--- Start ---

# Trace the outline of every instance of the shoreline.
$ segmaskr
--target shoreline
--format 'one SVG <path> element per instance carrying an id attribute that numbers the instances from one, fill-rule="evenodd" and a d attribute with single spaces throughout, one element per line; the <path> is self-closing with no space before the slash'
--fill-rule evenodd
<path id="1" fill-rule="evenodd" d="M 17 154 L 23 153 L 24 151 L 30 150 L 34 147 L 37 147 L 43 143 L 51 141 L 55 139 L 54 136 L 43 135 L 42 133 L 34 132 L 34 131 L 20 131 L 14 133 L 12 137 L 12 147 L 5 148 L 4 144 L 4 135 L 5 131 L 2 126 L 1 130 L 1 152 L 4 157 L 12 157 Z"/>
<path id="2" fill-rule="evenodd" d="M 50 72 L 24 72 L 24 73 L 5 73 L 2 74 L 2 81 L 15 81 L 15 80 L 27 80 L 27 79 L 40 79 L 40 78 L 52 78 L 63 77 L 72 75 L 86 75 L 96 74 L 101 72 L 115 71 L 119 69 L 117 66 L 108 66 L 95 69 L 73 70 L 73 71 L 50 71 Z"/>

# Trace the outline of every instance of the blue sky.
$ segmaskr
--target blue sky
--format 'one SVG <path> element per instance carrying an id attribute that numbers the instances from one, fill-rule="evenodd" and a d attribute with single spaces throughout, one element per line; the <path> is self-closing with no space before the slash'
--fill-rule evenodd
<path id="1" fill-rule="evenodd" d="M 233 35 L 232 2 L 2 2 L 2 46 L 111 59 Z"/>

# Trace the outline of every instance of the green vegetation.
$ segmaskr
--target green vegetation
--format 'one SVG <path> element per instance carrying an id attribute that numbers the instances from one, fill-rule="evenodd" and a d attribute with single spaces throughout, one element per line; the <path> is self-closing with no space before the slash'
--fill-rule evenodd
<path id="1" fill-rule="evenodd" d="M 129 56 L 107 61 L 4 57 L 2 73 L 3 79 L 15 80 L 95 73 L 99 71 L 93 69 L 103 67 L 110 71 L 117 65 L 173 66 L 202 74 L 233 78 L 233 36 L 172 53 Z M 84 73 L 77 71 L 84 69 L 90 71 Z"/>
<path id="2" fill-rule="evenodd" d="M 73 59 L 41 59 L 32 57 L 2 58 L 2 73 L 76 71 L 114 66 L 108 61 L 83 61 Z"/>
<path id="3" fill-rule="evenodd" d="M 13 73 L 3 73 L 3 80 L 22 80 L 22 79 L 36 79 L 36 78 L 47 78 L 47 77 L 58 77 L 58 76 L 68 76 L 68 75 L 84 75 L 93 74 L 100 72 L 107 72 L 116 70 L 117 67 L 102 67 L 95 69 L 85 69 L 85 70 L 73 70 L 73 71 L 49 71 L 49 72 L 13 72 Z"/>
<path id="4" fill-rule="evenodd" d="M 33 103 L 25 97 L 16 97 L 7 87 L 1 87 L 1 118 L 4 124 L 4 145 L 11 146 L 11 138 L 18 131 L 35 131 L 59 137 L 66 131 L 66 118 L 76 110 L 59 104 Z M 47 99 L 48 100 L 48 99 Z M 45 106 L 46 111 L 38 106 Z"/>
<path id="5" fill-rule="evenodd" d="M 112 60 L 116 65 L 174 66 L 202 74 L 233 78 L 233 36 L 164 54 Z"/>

--- End ---

WORK REQUIRED: Put every line of the records above into a Markdown table, skipping blank lines. Number each row in a column called Row, and put the line itself in a column called Line.

EXERCISE SOLUTION:
| Row | Line |
|---|---|
| 1 | # Trace the outline of every instance of the shoreline. |
| 2 | $ segmaskr |
| 3 | --target shoreline |
| 4 | --format 'one SVG <path> element per instance carrying an id attribute that numbers the instances from one, fill-rule="evenodd" and a d attribute with single spaces throughout, one element per line; the <path> is self-closing with no space before the slash' |
| 5 | --fill-rule evenodd |
| 6 | <path id="1" fill-rule="evenodd" d="M 17 154 L 23 153 L 24 151 L 30 150 L 34 147 L 37 147 L 43 143 L 51 141 L 55 139 L 54 136 L 43 135 L 42 133 L 34 132 L 34 131 L 20 131 L 14 133 L 12 137 L 12 147 L 5 148 L 4 144 L 4 135 L 5 131 L 2 126 L 1 130 L 1 152 L 4 157 L 12 157 Z"/> |
| 7 | <path id="2" fill-rule="evenodd" d="M 50 72 L 24 72 L 24 73 L 5 73 L 2 74 L 2 81 L 15 81 L 15 80 L 27 80 L 27 79 L 40 79 L 40 78 L 52 78 L 63 77 L 72 75 L 86 75 L 96 74 L 101 72 L 115 71 L 119 69 L 117 66 L 108 66 L 95 69 L 73 70 L 73 71 L 50 71 Z"/> |
| 8 | # Trace the outline of every instance of the blue sky. |
| 9 | $ segmaskr |
| 10 | --target blue sky |
| 11 | --format 'one SVG <path> element per instance carrying an id attribute that numbers the instances from one, fill-rule="evenodd" and a d attribute with single spaces throughout, one element per line; the <path> is self-closing with no space before the slash' |
| 12 | --fill-rule evenodd |
| 13 | <path id="1" fill-rule="evenodd" d="M 233 35 L 232 2 L 2 2 L 2 46 L 111 59 Z"/> |
| 14 | # Trace the outline of every instance of the green vegetation. |
| 15 | $ segmaskr |
| 16 | --target green vegetation |
| 17 | --format 'one SVG <path> element per instance carrying an id attribute that numbers the instances from one, fill-rule="evenodd" and a d attribute with single spaces throughout, one element per line; the <path> is self-closing with no space before the slash' |
| 18 | --fill-rule evenodd |
| 19 | <path id="1" fill-rule="evenodd" d="M 129 56 L 107 61 L 4 57 L 2 73 L 3 79 L 15 80 L 95 73 L 99 71 L 93 69 L 103 67 L 110 71 L 117 65 L 173 66 L 202 74 L 233 78 L 233 36 L 172 53 Z M 84 73 L 77 71 L 84 69 L 90 71 Z"/> |
| 20 | <path id="2" fill-rule="evenodd" d="M 73 59 L 41 59 L 32 57 L 2 58 L 2 73 L 76 71 L 114 66 L 108 61 L 83 61 Z"/> |
| 21 | <path id="3" fill-rule="evenodd" d="M 13 73 L 3 73 L 3 80 L 22 80 L 22 79 L 36 79 L 36 78 L 47 78 L 47 77 L 58 77 L 58 76 L 68 76 L 68 75 L 84 75 L 93 74 L 100 72 L 107 72 L 116 70 L 117 67 L 102 67 L 95 69 L 85 69 L 85 70 L 73 70 L 73 71 L 49 71 L 49 72 L 13 72 Z"/> |
| 22 | <path id="4" fill-rule="evenodd" d="M 33 103 L 25 97 L 16 97 L 7 87 L 1 87 L 1 118 L 4 124 L 4 145 L 11 146 L 11 138 L 18 131 L 35 131 L 59 137 L 66 131 L 66 118 L 76 110 L 59 104 Z M 47 99 L 48 100 L 48 99 Z M 45 106 L 46 111 L 38 106 Z"/> |
| 23 | <path id="5" fill-rule="evenodd" d="M 112 60 L 116 65 L 174 66 L 202 74 L 233 78 L 233 36 L 164 54 Z"/> |